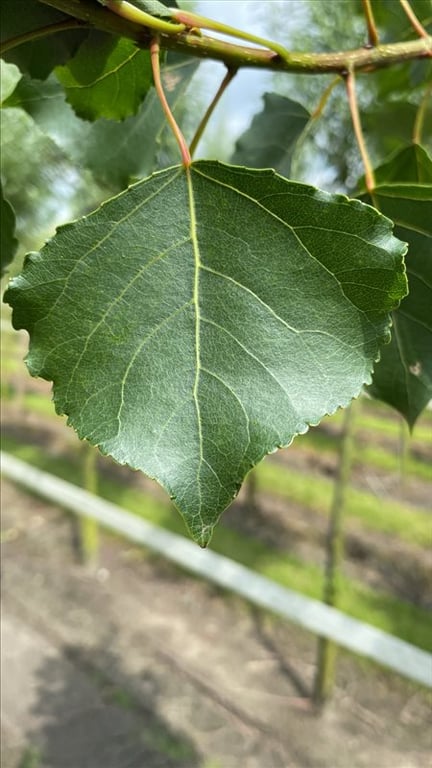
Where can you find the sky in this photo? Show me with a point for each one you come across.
(243, 99)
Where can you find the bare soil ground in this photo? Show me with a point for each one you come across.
(382, 561)
(139, 665)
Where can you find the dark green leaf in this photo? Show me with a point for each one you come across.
(412, 165)
(270, 141)
(9, 78)
(8, 241)
(37, 57)
(203, 318)
(403, 377)
(108, 77)
(114, 152)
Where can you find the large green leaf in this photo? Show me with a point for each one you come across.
(403, 377)
(8, 241)
(108, 77)
(37, 57)
(412, 164)
(271, 139)
(113, 151)
(203, 318)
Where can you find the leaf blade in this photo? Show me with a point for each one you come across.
(201, 348)
(108, 77)
(270, 140)
(403, 376)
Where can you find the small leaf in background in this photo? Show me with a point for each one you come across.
(270, 141)
(403, 376)
(38, 57)
(8, 241)
(204, 317)
(108, 77)
(105, 147)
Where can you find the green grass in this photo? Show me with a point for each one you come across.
(384, 611)
(408, 523)
(319, 441)
(386, 426)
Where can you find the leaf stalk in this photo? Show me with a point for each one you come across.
(370, 23)
(181, 141)
(211, 108)
(358, 131)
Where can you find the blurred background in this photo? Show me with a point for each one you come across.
(115, 657)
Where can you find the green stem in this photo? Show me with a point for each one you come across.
(181, 141)
(134, 14)
(211, 108)
(404, 451)
(355, 117)
(316, 114)
(370, 23)
(420, 116)
(324, 98)
(327, 650)
(201, 22)
(236, 56)
(415, 23)
(37, 34)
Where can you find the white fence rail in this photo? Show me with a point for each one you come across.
(363, 639)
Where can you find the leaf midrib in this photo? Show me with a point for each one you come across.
(196, 296)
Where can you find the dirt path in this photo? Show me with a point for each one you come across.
(138, 665)
(382, 561)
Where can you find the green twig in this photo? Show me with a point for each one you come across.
(414, 21)
(237, 56)
(211, 108)
(37, 34)
(315, 115)
(137, 16)
(181, 141)
(420, 116)
(193, 20)
(370, 23)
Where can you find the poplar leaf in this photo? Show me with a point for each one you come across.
(108, 77)
(8, 241)
(271, 139)
(204, 317)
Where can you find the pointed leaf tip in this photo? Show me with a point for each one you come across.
(203, 318)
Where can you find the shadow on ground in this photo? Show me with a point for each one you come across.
(88, 718)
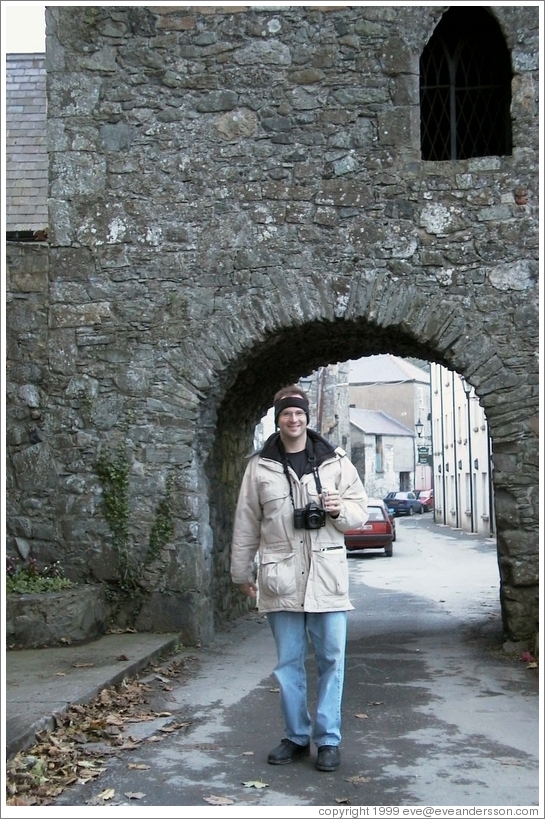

### PROBLEM
Reproduce, exactly and without pictures, the lines above from the one containing "Where can you find the poplar" through the last line of the material, both ends included, and nothing more.

### REPLY
Where can you find the poplar leaf in this photo? Show me with a point for each one you come across.
(108, 77)
(8, 241)
(271, 139)
(204, 317)
Where can you find the pointed leaf tip in this photo? Show me with a point for each one you come across.
(203, 318)
Where can you find the shadow on ground in this photo? Show me with a point for each one you come across.
(88, 718)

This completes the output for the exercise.